(Exercise directions)
Give back the full data character for character.

Records from a data source
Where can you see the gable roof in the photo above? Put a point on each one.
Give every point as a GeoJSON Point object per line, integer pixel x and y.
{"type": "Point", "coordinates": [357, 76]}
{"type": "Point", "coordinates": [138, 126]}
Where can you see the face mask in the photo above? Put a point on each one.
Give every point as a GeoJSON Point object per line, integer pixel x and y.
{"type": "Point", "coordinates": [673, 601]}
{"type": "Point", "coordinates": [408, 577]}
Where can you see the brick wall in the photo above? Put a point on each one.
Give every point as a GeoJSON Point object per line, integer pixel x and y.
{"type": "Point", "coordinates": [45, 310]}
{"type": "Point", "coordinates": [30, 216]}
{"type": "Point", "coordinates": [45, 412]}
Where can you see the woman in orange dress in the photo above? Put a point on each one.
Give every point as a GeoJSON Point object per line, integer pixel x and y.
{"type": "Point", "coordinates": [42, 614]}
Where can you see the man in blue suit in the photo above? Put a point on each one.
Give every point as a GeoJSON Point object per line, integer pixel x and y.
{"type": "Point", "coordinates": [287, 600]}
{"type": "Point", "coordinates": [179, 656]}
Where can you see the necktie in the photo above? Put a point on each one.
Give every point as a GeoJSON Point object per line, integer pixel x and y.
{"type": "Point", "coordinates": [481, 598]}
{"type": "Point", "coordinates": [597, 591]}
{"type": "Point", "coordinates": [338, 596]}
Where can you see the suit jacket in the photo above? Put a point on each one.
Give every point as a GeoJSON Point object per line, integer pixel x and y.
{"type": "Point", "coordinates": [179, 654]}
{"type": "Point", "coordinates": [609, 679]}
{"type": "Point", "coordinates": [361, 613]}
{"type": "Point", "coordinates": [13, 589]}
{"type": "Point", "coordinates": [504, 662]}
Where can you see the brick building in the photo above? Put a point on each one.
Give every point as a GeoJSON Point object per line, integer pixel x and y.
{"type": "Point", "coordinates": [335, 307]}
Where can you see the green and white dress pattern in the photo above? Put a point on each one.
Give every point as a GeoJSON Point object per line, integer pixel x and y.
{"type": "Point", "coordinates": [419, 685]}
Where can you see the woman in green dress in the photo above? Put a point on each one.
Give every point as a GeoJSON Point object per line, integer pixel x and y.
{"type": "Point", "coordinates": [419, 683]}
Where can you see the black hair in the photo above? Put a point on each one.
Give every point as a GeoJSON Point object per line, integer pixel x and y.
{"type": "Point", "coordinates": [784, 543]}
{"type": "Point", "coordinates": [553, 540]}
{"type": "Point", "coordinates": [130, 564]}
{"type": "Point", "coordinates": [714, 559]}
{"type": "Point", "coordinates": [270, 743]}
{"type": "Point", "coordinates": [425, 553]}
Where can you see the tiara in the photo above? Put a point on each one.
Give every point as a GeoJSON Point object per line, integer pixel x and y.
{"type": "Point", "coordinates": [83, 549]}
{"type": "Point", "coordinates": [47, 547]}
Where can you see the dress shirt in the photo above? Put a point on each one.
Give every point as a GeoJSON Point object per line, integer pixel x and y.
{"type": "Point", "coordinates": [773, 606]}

(Task solution)
Where can you see the gable roof in the photo above? Put a point on each one.
Give every point as a GeoJSON Point object per line, integer pixel x and y.
{"type": "Point", "coordinates": [357, 76]}
{"type": "Point", "coordinates": [138, 126]}
Where can you see the face mask in the photo above? Put a point on each one.
Give every point as a GeoJSON Point object per line, integer pixel x and y.
{"type": "Point", "coordinates": [673, 601]}
{"type": "Point", "coordinates": [408, 577]}
Where can you see the brick wall in the photo above? Put a point on each one.
Give every point as a GeoJSON Point object per line, integer pixel x and y.
{"type": "Point", "coordinates": [45, 310]}
{"type": "Point", "coordinates": [30, 216]}
{"type": "Point", "coordinates": [45, 412]}
Where can you see the woman in orange dress in the photo above? Put a point on each one.
Give every point as a GeoJSON Point object per line, integer pixel x and y.
{"type": "Point", "coordinates": [42, 614]}
Where can you see the man in blue suit in the photo above? Put a point on each one.
Give every point as a GeoJSON Point object per line, integer pixel x and y.
{"type": "Point", "coordinates": [287, 600]}
{"type": "Point", "coordinates": [179, 656]}
Where can you see the necktie in the photo above? Put a point on each one.
Give every point as a GeoJSON Point object per line, integer pixel x and y.
{"type": "Point", "coordinates": [481, 598]}
{"type": "Point", "coordinates": [597, 591]}
{"type": "Point", "coordinates": [338, 596]}
Where can you see the suit jacket in the photo above? Put a point on each one.
Give every point as a GeoJSON Point object per line, integer pixel x and y.
{"type": "Point", "coordinates": [179, 654]}
{"type": "Point", "coordinates": [609, 679]}
{"type": "Point", "coordinates": [361, 613]}
{"type": "Point", "coordinates": [13, 589]}
{"type": "Point", "coordinates": [504, 662]}
Where can you see the brick building in the photo above? Put a point on each one.
Give every point as a GeoJSON Point object per line, integer pixel x and y.
{"type": "Point", "coordinates": [335, 307]}
Where can you see the green and white dress pattern in the photo above? Put a point on each one.
Give every point as a GeoJSON Point object per line, integer pixel x and y.
{"type": "Point", "coordinates": [419, 685]}
Where can you see the woman in green dress in the photo above? Put a point on each one.
Give every point as a GeoJSON Point object per line, integer pixel x and y.
{"type": "Point", "coordinates": [419, 683]}
Where can you see the black hair in the photo above? Put a point on each one.
Give every point as a GeoJSON Point object per line, integer pixel x and y.
{"type": "Point", "coordinates": [784, 543]}
{"type": "Point", "coordinates": [553, 540]}
{"type": "Point", "coordinates": [130, 564]}
{"type": "Point", "coordinates": [714, 559]}
{"type": "Point", "coordinates": [270, 743]}
{"type": "Point", "coordinates": [425, 553]}
Where can you see the tiara in the photo above? Put a point on each one.
Give every point as a GeoJSON Point object per line, integer pixel x and y.
{"type": "Point", "coordinates": [83, 549]}
{"type": "Point", "coordinates": [47, 547]}
Where can you see the dress shirt in the photo above? Put a point on each one.
Give every point as a GeoJSON Point object per line, integer pixel x and y.
{"type": "Point", "coordinates": [773, 606]}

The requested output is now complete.